> **GIVEN DATA**:
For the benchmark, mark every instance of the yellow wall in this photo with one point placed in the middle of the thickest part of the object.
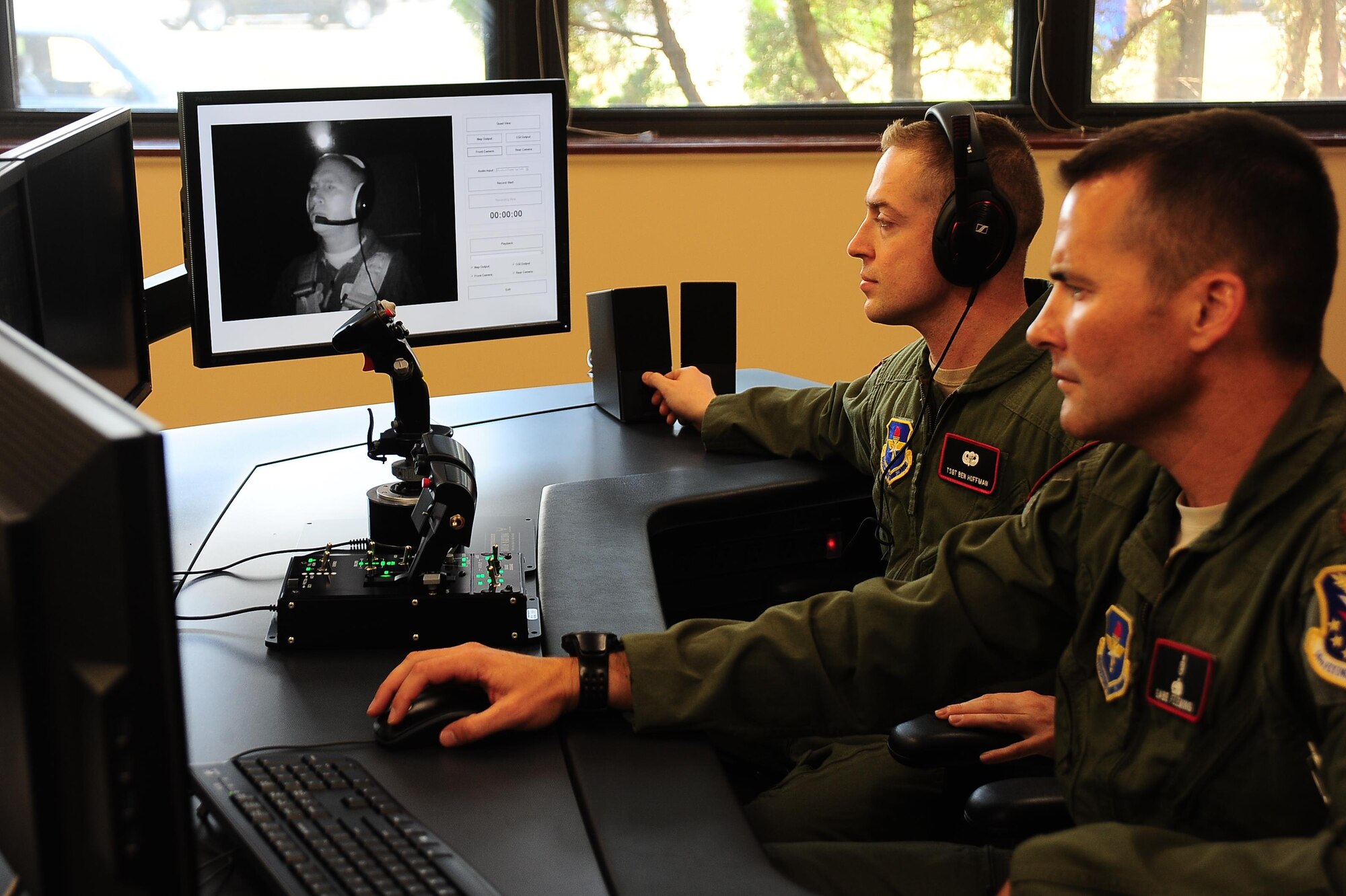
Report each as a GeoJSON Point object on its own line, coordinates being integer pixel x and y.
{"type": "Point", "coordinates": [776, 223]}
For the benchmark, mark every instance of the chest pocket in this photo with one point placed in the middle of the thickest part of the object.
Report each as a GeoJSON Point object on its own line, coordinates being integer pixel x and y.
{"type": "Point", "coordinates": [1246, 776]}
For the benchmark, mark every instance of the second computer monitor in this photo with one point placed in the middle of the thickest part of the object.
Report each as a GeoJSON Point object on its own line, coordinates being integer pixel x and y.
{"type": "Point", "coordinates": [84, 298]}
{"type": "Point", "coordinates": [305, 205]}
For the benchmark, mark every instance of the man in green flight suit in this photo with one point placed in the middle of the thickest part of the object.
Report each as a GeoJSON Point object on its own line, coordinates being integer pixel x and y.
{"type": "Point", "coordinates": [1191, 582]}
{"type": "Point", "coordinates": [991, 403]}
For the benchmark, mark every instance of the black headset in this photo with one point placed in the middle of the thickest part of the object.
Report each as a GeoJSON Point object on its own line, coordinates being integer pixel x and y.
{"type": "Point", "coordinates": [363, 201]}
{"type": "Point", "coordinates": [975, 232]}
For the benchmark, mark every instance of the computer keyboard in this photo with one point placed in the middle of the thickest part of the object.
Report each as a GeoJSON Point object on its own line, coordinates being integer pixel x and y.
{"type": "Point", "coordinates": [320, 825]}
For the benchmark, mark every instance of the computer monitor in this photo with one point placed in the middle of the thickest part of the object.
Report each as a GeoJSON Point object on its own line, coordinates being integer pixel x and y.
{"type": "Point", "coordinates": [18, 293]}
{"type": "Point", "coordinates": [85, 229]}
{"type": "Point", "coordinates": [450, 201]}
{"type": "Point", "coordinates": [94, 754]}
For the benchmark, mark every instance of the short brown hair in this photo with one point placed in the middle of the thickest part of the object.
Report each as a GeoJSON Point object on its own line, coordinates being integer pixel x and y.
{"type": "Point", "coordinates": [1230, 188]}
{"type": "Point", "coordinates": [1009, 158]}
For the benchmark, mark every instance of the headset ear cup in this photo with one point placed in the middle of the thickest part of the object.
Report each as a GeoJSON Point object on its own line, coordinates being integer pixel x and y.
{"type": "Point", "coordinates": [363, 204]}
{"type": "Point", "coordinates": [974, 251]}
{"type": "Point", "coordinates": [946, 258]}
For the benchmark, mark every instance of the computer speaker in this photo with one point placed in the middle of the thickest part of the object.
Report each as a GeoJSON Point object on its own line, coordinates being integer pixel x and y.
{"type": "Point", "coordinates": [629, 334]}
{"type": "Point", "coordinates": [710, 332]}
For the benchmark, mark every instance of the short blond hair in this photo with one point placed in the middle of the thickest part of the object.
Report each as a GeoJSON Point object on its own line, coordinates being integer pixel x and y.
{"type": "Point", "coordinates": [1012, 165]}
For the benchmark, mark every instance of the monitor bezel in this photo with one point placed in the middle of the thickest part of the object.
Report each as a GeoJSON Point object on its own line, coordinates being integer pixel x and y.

> **TASK BRIEF**: Copy every entry above word for word, and leave the picture out of your copy.

> **OUTPUT**:
For the benchmark, mark every instance of the yellow wall in this photo with one point placed in the middle of the thickest part of the object.
Report each as a GeoJSON Point object on its own line, coordinates being integer pixel x and y.
{"type": "Point", "coordinates": [776, 223]}
For the benchmark, mark every instance of the chest pocket in this photo with one point placed in the middle of the thickest part of the object.
Report each as a GeoJSON Point object on its own line, coordinates being integer pixel x and y.
{"type": "Point", "coordinates": [1246, 776]}
For the benchmark, mark every instance of the second computer monitor in this photo with one point placed in the middle of the thickest part of the object.
Report each as a GeoJSON Point object on its own line, coordinates being integer pixel x and y.
{"type": "Point", "coordinates": [84, 298]}
{"type": "Point", "coordinates": [305, 205]}
For the benchmark, mark every instance of the man in green flight suit in this photo with one point placed in the middle of the thickest part of the object.
Report each as a GeoJSON Point object on its own line, coordinates being integer pixel x and y.
{"type": "Point", "coordinates": [1191, 582]}
{"type": "Point", "coordinates": [991, 403]}
For the benchmark, mark every instance of the black headset in this photo with one point placed in the middle of the thickest part of the object.
Report each as a GeoJSON Point object on its own line, coordinates being integer pixel x and y.
{"type": "Point", "coordinates": [363, 201]}
{"type": "Point", "coordinates": [975, 232]}
For the benchmark, mark every instance of the computer keyboard in this photo with one point placed in the middle of the thickest part of the object.
Report each as a GeoJSON Point object on its own line, coordinates being integer pixel x and y.
{"type": "Point", "coordinates": [320, 825]}
For the benchmark, mark every instance of the computer monitor in this photo with one point placed in the middle of the thickest part of the object.
Report each as a GeoJSON Point object on its own line, coordinates being integer pixel x and y.
{"type": "Point", "coordinates": [18, 293]}
{"type": "Point", "coordinates": [85, 229]}
{"type": "Point", "coordinates": [450, 201]}
{"type": "Point", "coordinates": [94, 754]}
For the benchmark, mark every instance of the short brown hair in this photo with one point placed in the middle of the thickest part of the object.
Report each as a GeoJSON Point object on its own line, coordinates being integer pixel x and y.
{"type": "Point", "coordinates": [1230, 188]}
{"type": "Point", "coordinates": [1009, 158]}
For the benchmark, mark every instance of the headset ear cup in this photo with one point placed in the middle of the thickest part of the object.
Report each as a GeoJSON Point object on its own line, coordinates being integer pixel x and y.
{"type": "Point", "coordinates": [363, 204]}
{"type": "Point", "coordinates": [974, 251]}
{"type": "Point", "coordinates": [946, 258]}
For the benchmark, mark every instance of the computer speaker in this photo with one point placed in the middle of the thickest part of the object.
Report each as a GeoJSON Point object on its own line, coordinates being integer pixel x and y.
{"type": "Point", "coordinates": [629, 334]}
{"type": "Point", "coordinates": [710, 332]}
For the benchmark, mark every instance of the short blond hair in this photo with one point placed in the middle of the thickest part of the object.
Report each as a GeoJSON Point object on its own line, coordinates being integer pixel x and y.
{"type": "Point", "coordinates": [1012, 165]}
For the benchmark, mark every instance of the monitor bezel in this photo with one point placed in the middle of the thickest part of the object.
Report each as a GeoJSON Point object on its own line, coordinates being integer pixel x and y.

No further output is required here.